Task: Copy out each line in the records below that contains the word "beige".

Provided data:
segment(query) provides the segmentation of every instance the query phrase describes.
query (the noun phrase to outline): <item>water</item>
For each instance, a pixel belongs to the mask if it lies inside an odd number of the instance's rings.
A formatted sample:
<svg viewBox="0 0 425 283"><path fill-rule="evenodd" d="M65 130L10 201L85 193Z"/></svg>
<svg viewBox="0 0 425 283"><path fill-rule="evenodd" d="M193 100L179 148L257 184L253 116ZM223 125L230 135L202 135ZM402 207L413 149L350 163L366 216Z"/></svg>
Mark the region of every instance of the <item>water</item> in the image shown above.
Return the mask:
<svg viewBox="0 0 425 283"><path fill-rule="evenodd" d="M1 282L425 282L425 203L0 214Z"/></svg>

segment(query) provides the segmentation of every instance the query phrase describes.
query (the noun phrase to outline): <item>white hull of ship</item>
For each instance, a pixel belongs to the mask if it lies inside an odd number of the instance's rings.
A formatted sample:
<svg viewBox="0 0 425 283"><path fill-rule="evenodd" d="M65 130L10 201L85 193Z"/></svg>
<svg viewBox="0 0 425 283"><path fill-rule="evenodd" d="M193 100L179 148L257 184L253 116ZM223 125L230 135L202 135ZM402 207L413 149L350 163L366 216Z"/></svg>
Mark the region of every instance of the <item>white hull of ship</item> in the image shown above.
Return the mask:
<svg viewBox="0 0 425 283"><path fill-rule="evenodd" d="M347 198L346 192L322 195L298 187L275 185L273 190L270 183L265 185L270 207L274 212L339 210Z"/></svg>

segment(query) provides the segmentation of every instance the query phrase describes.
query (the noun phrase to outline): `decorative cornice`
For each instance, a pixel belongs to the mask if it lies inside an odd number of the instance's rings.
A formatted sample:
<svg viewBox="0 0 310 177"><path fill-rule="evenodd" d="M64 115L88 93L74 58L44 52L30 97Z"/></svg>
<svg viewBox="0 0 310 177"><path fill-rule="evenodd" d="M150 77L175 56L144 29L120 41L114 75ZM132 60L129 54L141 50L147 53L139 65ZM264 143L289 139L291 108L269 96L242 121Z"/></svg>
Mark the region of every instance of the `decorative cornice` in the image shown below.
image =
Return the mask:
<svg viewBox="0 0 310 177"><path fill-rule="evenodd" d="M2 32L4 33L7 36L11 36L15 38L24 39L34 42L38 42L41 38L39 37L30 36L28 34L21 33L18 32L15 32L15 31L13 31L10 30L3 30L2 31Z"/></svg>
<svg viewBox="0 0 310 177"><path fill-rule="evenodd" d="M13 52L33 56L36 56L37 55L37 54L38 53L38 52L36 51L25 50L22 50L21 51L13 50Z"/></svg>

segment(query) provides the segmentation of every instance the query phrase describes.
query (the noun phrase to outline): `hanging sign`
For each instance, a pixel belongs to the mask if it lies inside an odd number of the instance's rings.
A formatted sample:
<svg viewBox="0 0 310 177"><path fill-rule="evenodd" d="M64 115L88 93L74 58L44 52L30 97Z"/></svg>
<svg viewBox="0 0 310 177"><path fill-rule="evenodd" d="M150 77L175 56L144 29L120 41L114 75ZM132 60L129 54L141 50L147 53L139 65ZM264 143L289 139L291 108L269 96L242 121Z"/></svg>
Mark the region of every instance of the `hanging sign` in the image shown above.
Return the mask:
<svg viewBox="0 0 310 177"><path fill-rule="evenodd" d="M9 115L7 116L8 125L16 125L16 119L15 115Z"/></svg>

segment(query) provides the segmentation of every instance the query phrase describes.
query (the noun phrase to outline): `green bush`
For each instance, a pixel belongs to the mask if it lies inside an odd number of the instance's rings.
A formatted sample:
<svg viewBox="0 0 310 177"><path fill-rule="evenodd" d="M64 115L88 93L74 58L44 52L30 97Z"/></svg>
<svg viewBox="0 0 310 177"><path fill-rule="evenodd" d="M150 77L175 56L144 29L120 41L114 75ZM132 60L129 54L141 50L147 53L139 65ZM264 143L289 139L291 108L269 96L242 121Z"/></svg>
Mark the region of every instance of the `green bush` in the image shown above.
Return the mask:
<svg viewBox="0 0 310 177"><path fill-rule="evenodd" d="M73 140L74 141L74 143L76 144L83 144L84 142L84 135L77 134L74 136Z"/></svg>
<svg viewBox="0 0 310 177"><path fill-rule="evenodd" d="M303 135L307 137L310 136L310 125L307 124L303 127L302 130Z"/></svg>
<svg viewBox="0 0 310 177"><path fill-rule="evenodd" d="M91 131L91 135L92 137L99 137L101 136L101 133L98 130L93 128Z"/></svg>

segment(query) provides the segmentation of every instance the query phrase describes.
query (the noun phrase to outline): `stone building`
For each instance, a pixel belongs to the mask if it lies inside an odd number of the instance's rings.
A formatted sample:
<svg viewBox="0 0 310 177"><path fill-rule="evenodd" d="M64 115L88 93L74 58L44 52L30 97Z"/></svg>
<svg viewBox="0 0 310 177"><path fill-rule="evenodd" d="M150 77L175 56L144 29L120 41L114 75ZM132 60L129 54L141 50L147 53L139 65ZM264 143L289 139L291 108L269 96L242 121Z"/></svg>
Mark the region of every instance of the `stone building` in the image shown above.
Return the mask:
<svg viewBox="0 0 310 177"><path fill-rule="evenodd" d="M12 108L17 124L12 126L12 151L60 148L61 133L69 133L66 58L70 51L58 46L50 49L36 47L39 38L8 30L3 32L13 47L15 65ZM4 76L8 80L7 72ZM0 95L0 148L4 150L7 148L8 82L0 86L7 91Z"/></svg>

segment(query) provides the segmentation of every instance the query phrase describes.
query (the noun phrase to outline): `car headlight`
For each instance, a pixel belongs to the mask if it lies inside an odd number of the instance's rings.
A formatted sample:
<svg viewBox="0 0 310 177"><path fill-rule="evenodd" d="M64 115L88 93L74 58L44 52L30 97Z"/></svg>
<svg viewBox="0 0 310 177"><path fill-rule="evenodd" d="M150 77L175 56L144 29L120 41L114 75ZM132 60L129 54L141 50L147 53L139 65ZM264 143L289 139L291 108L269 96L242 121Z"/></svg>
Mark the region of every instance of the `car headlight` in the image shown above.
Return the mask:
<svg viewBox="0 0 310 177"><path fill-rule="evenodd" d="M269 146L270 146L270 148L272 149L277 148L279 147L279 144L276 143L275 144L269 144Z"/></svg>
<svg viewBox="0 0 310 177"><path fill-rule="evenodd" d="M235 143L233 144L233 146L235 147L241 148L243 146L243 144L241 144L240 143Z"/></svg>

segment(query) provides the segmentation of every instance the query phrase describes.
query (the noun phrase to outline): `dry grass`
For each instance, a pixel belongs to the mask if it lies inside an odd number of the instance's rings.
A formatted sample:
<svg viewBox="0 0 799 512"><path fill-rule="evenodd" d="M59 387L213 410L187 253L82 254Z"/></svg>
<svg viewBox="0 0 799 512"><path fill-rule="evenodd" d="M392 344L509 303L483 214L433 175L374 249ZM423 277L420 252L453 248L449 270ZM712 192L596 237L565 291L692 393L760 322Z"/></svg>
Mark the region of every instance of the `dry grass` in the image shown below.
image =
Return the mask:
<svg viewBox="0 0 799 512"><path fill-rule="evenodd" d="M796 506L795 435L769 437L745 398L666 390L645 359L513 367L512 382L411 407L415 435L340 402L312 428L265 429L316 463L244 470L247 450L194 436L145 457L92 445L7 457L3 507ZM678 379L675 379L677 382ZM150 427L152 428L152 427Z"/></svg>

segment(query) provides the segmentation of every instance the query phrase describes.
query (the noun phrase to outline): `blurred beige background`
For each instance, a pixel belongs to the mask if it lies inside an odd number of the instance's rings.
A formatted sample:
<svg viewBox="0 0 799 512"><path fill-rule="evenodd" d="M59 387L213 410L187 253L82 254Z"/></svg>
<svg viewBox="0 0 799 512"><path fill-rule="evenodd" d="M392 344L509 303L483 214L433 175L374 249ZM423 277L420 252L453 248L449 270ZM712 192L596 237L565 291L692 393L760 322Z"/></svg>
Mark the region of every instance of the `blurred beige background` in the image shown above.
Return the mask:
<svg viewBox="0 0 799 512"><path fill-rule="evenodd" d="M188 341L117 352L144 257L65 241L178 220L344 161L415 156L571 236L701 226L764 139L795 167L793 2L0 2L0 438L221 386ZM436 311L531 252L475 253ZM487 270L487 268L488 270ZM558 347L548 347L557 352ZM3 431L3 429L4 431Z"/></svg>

Task result:
query (the noun phrase to outline): `blurred beige background`
Mark the region of every instance of the `blurred beige background` in the image shown above.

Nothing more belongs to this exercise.